### [Dataset entries]
########
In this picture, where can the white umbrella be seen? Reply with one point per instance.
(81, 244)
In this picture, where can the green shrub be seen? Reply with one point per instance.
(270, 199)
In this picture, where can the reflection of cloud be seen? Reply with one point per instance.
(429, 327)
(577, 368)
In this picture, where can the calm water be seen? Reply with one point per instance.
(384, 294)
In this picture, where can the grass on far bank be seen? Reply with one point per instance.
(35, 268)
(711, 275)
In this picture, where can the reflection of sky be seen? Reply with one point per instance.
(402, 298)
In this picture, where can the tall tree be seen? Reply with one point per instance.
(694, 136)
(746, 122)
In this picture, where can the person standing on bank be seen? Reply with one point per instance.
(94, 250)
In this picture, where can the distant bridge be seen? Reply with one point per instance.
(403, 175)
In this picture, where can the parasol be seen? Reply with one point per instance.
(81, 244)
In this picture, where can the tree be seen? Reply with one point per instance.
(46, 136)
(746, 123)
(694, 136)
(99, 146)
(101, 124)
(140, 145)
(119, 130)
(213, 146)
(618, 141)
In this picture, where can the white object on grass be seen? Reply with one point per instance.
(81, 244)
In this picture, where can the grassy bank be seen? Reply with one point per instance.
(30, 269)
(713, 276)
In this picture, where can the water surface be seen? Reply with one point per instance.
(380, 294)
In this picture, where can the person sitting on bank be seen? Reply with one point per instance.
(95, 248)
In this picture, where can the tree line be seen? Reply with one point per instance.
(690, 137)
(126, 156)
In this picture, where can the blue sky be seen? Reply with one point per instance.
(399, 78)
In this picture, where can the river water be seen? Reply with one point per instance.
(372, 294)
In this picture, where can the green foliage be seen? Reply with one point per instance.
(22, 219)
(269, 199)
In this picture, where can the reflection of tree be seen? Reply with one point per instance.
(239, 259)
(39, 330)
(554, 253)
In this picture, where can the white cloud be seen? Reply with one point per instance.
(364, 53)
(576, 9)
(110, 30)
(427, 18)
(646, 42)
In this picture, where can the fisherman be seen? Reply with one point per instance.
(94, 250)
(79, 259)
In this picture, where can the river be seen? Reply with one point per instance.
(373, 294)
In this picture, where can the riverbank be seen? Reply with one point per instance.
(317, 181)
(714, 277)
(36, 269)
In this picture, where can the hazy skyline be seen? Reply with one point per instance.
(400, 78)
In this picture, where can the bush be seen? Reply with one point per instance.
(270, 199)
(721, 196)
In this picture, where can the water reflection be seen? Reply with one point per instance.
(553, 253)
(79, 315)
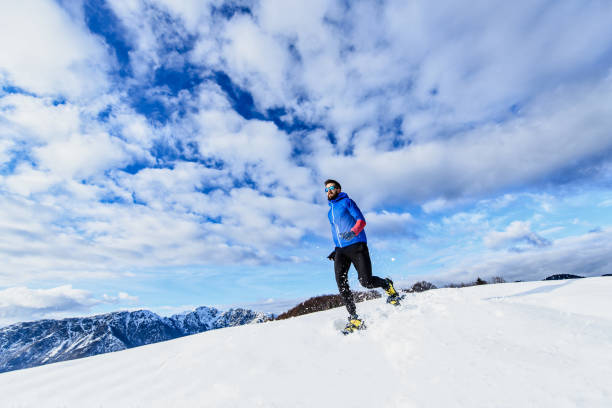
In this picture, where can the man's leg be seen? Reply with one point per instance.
(360, 257)
(341, 266)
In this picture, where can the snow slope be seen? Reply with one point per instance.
(531, 344)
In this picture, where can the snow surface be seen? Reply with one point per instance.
(531, 344)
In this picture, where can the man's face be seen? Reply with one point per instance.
(332, 192)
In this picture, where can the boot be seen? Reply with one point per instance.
(354, 324)
(393, 297)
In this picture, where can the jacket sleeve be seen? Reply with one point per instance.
(358, 216)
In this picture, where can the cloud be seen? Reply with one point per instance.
(516, 232)
(387, 224)
(584, 255)
(161, 134)
(22, 303)
(45, 52)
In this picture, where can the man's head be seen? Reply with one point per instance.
(332, 189)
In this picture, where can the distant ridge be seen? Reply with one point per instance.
(562, 276)
(31, 344)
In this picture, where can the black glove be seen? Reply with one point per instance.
(332, 256)
(347, 236)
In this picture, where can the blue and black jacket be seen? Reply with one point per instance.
(345, 216)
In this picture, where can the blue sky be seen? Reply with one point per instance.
(166, 155)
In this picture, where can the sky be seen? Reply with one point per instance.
(170, 154)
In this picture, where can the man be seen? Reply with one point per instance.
(347, 224)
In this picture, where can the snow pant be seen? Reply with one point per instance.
(359, 256)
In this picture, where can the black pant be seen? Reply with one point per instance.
(359, 256)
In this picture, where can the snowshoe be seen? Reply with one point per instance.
(353, 324)
(393, 298)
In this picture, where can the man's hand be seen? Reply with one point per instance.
(332, 256)
(347, 236)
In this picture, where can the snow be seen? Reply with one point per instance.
(528, 344)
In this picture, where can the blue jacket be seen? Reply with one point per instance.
(343, 214)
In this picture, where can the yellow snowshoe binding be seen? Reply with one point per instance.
(393, 297)
(353, 324)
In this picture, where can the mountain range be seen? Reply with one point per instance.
(31, 344)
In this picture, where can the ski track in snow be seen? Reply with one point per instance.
(528, 344)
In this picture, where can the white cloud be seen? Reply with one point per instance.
(386, 224)
(25, 304)
(516, 232)
(45, 52)
(583, 255)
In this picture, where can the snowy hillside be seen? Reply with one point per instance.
(531, 344)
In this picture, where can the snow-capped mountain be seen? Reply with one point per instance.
(510, 345)
(31, 344)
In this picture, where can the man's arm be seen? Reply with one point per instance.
(356, 213)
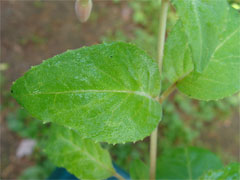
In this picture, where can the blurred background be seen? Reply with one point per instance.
(34, 30)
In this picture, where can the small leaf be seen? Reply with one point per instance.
(230, 172)
(208, 26)
(107, 92)
(81, 157)
(186, 163)
(83, 9)
(139, 170)
(220, 77)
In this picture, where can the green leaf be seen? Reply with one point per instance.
(186, 163)
(107, 92)
(220, 78)
(230, 172)
(81, 157)
(139, 170)
(208, 26)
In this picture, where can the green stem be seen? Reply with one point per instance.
(162, 32)
(153, 153)
(161, 40)
(166, 93)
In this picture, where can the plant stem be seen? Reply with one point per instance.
(162, 32)
(166, 93)
(161, 40)
(153, 153)
(119, 176)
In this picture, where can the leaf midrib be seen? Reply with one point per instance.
(139, 93)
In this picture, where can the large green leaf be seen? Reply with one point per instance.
(230, 172)
(220, 77)
(107, 92)
(81, 157)
(186, 163)
(208, 25)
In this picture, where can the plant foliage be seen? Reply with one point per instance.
(107, 92)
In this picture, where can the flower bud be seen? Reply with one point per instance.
(83, 9)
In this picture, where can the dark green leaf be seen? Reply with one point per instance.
(209, 25)
(230, 172)
(81, 157)
(220, 77)
(107, 92)
(186, 163)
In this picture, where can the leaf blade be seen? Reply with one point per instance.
(186, 163)
(82, 157)
(107, 92)
(220, 77)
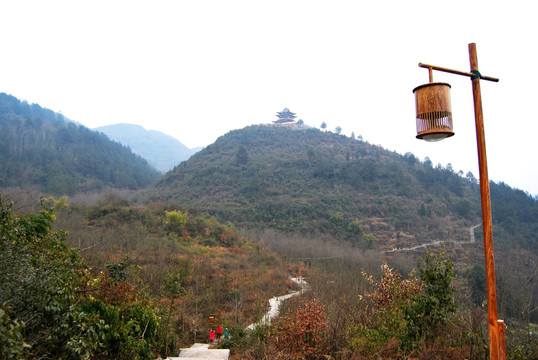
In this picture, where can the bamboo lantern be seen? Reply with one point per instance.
(434, 113)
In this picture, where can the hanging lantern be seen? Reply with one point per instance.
(434, 113)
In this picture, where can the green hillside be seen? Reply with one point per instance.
(307, 181)
(42, 149)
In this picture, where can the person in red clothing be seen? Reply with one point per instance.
(211, 335)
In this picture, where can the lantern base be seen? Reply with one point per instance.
(435, 135)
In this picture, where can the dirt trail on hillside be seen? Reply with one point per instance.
(471, 240)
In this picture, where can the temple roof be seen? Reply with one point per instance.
(285, 113)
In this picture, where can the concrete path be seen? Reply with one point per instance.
(202, 352)
(276, 302)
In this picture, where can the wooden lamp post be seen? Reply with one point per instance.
(434, 122)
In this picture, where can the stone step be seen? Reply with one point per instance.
(202, 352)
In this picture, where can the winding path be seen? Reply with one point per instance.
(437, 242)
(276, 302)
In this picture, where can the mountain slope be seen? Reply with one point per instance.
(162, 151)
(308, 181)
(39, 148)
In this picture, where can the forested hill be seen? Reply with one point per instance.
(40, 148)
(308, 181)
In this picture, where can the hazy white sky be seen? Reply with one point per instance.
(198, 69)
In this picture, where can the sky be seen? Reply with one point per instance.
(198, 69)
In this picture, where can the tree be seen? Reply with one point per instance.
(428, 311)
(53, 307)
(304, 335)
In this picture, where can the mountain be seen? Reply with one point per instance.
(308, 182)
(161, 150)
(40, 148)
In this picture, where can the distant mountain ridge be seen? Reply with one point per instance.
(162, 151)
(42, 149)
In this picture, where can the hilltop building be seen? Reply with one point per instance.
(285, 117)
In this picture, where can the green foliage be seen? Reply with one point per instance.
(307, 182)
(407, 315)
(304, 335)
(427, 312)
(52, 306)
(176, 220)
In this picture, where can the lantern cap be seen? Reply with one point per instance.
(430, 84)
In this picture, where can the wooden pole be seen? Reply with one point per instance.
(486, 211)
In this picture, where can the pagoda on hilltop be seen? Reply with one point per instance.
(285, 117)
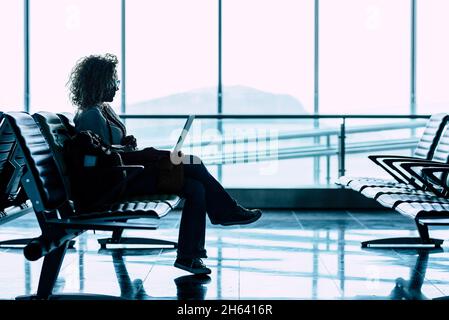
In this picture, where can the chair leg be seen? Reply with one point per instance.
(136, 241)
(424, 241)
(49, 273)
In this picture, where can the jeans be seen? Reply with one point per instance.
(202, 193)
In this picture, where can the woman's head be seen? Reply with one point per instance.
(93, 80)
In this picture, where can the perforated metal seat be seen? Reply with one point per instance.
(424, 150)
(56, 131)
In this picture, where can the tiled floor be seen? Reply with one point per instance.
(284, 255)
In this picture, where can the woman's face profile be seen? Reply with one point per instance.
(112, 87)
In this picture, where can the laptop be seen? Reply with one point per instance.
(184, 132)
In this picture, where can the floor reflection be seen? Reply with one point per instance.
(192, 287)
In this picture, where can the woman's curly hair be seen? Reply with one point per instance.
(91, 78)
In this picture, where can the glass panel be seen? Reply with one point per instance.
(364, 56)
(172, 56)
(12, 56)
(432, 56)
(268, 56)
(75, 29)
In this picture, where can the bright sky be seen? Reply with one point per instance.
(172, 46)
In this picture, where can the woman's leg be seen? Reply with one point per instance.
(218, 201)
(192, 231)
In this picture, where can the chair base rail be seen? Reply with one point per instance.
(402, 243)
(125, 241)
(20, 243)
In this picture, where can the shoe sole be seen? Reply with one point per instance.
(242, 222)
(180, 266)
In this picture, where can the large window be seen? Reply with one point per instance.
(11, 55)
(172, 56)
(432, 56)
(61, 32)
(268, 56)
(365, 56)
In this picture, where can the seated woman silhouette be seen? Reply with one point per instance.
(93, 84)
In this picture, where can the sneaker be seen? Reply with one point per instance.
(194, 265)
(241, 216)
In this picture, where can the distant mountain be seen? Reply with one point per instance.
(236, 99)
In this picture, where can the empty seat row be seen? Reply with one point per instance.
(419, 187)
(39, 139)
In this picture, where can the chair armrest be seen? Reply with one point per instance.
(410, 168)
(430, 173)
(130, 171)
(394, 164)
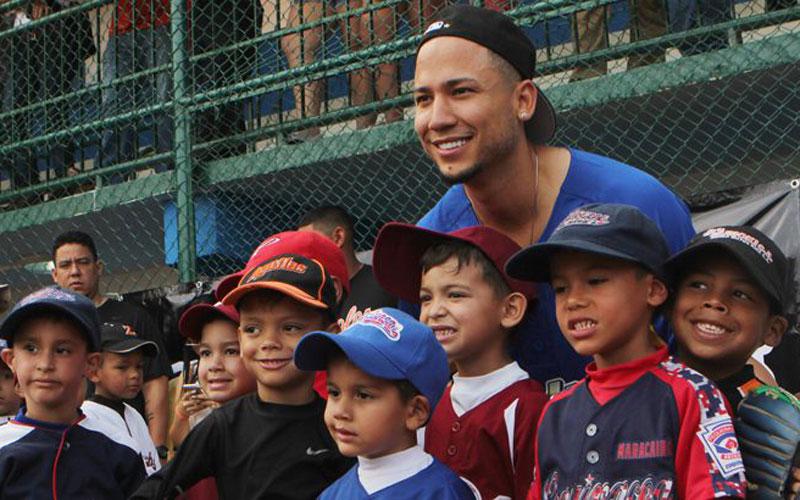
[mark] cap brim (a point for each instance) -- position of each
(533, 263)
(227, 284)
(677, 262)
(315, 349)
(193, 319)
(541, 128)
(233, 298)
(396, 257)
(15, 318)
(126, 346)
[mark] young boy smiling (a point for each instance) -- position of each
(483, 428)
(386, 373)
(51, 449)
(119, 376)
(272, 443)
(640, 423)
(731, 294)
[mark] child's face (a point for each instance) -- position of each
(221, 369)
(269, 331)
(366, 415)
(604, 306)
(9, 399)
(465, 313)
(119, 376)
(50, 359)
(721, 316)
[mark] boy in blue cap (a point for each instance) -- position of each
(51, 449)
(386, 373)
(640, 424)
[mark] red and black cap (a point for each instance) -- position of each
(399, 248)
(297, 276)
(308, 243)
(761, 258)
(498, 33)
(197, 316)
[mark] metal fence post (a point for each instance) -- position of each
(187, 269)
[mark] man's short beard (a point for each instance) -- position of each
(462, 177)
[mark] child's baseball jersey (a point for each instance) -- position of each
(484, 428)
(65, 461)
(121, 421)
(651, 428)
(410, 474)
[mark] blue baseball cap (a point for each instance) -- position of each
(55, 299)
(385, 343)
(612, 230)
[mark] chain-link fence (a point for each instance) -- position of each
(180, 133)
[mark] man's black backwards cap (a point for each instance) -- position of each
(498, 33)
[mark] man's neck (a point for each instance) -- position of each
(513, 198)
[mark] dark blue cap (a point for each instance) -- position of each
(55, 299)
(617, 231)
(385, 343)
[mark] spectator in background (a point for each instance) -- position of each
(361, 31)
(648, 19)
(337, 225)
(40, 64)
(78, 268)
(139, 39)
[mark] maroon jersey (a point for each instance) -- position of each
(483, 428)
(651, 428)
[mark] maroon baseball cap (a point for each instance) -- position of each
(399, 249)
(294, 275)
(307, 243)
(197, 316)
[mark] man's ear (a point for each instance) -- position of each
(92, 366)
(339, 236)
(776, 327)
(514, 306)
(8, 357)
(418, 410)
(657, 291)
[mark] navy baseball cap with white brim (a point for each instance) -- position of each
(612, 230)
(58, 300)
(386, 343)
(498, 33)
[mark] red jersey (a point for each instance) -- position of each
(651, 428)
(483, 429)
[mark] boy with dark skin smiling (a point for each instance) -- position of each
(640, 423)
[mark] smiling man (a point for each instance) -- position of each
(77, 267)
(485, 124)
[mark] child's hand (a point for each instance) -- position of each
(353, 315)
(191, 402)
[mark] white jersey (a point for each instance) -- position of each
(131, 430)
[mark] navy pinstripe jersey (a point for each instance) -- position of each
(652, 428)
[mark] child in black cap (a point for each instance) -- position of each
(51, 449)
(119, 376)
(640, 423)
(731, 292)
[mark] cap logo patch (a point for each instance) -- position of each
(585, 218)
(48, 293)
(264, 244)
(279, 264)
(389, 326)
(752, 242)
(436, 26)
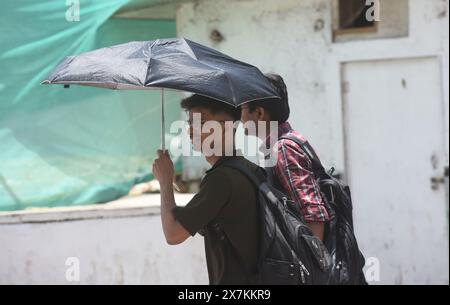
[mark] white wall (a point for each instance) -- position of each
(280, 36)
(113, 246)
(285, 37)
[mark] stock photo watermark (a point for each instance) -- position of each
(73, 10)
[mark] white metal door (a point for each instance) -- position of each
(394, 146)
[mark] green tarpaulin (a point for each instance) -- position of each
(81, 145)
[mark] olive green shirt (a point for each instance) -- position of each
(228, 198)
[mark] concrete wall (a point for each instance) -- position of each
(295, 39)
(112, 243)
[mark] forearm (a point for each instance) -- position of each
(167, 204)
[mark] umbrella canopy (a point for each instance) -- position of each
(178, 64)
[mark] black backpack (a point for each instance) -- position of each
(289, 253)
(339, 239)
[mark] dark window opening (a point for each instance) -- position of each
(352, 14)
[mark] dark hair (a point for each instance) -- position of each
(214, 106)
(278, 109)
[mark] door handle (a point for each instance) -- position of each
(437, 180)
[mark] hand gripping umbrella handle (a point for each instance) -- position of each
(163, 133)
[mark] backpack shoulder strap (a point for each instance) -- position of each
(308, 150)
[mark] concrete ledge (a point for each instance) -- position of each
(131, 206)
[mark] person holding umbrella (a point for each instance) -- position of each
(225, 197)
(220, 84)
(292, 172)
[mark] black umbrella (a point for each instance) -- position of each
(177, 64)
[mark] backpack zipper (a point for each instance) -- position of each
(303, 271)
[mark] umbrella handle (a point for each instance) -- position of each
(163, 133)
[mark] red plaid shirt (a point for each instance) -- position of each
(294, 173)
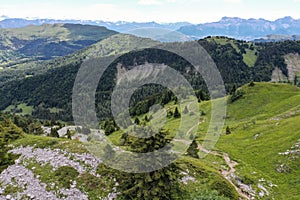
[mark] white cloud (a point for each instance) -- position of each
(233, 1)
(150, 2)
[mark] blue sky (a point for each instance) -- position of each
(195, 11)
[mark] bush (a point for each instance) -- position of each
(236, 95)
(65, 175)
(224, 189)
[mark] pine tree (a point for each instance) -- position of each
(193, 150)
(176, 113)
(160, 184)
(54, 133)
(69, 135)
(228, 131)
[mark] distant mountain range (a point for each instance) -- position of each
(245, 29)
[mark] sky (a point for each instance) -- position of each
(163, 11)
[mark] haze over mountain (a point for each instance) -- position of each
(238, 28)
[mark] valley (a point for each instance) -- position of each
(45, 154)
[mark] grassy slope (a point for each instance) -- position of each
(269, 113)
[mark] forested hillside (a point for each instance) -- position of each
(47, 41)
(48, 93)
########
Return verbatim every line of the entries from the line containing "[mark] pine tree" through the final line of the entries, with both of those lines included.

### [Expected output]
[mark] pine tree (a point for each instance) -- position of each
(193, 150)
(176, 113)
(160, 184)
(54, 133)
(69, 135)
(228, 131)
[mark] distant mountain range (a point for each instance) -- position of each
(245, 29)
[mark] sky (a point for each instance) -- position of each
(163, 11)
[mark] haze over mountain (a point for each instance) -- position of each
(238, 28)
[mark] valley (a point for each instance) -- position of each
(45, 154)
[mark] grassy slope (a point for each instance) -- position of each
(269, 113)
[mark] forested hillside (a point for each instance) -- position of each
(47, 41)
(48, 93)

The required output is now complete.